__Excerpt__:
------
107-year-old woman invoked in Obama speech dies
The Atlanta Journal-Constitution
Ann Nixon Cooper, the 107-year-old Atlanta woman whose name President Barack Obama invoked when he gave his historic election speech last year, died Monday afternoon around 3:30 p.m.
Then President-elect Obama called Cooper an example of “the heartbreak and the hope,” noting that she’d lived long enough to remember when African-Americans weren’t allowed to vote and that she finally was able to help elect the country’s first black president.
“We’re very proud of her,” said Joyce Bobo, Cooper’s only living child of four. “Sometimes you take your mother for granted because … that’s just Mama. But we’re very, very proud.”
Family and friends gathered Monday night at the Tudor home in Atlanta’s west side Hunter Hills subdivision to celebrate Cooper’s life, before the election and Obama’s words thrust her into the limelight.
“We miss her already,” said Kenneth Mannings, the oldest of Cooper’s 15 grandchildren.
Albert “A.B.” Cooper said his grandmother was the last surviving member of a generation of people who transcended the obstacles that an age of slavery had wrought — segregation and poverty — to become a class of black professionals.
------
__Items__:

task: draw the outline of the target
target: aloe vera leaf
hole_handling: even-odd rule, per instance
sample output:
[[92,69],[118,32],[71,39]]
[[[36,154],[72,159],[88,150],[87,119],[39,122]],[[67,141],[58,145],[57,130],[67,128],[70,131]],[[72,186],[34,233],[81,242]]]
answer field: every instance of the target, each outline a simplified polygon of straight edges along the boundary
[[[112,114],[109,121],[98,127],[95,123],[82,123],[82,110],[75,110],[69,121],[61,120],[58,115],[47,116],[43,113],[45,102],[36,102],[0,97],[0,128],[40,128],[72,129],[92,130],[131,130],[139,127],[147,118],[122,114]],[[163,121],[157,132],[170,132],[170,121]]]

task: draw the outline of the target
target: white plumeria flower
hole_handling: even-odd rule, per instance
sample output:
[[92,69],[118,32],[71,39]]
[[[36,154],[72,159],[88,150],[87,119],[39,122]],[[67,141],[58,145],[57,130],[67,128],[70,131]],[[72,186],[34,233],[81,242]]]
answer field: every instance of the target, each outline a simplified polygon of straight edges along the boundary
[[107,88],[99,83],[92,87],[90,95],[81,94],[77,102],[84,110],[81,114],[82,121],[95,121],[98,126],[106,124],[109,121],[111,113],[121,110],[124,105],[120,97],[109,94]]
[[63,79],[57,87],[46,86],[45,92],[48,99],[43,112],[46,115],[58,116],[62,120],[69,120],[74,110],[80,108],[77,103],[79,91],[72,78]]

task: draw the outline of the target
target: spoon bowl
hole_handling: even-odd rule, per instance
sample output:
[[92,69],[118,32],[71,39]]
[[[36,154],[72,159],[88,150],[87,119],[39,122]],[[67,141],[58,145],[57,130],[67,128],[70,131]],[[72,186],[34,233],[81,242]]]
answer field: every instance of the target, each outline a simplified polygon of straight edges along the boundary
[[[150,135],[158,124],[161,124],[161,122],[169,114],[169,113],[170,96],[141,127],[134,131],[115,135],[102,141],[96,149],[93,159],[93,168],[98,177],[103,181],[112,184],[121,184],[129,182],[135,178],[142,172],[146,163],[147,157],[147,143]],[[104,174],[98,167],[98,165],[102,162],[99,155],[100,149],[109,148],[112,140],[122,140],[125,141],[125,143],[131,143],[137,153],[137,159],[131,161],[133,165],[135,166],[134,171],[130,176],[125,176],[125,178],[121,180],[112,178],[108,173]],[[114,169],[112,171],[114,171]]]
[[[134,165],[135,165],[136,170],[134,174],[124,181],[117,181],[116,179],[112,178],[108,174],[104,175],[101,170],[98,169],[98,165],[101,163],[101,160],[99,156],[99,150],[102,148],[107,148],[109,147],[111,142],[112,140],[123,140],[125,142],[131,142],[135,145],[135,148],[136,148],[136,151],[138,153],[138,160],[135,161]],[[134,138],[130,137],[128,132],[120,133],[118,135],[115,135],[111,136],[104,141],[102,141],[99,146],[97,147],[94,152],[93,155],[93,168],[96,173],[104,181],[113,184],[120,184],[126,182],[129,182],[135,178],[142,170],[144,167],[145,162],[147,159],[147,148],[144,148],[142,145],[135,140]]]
------
According to the article about Ann Nixon Cooper's death, how many grandchildren did she have?

She had 15 grandchildren.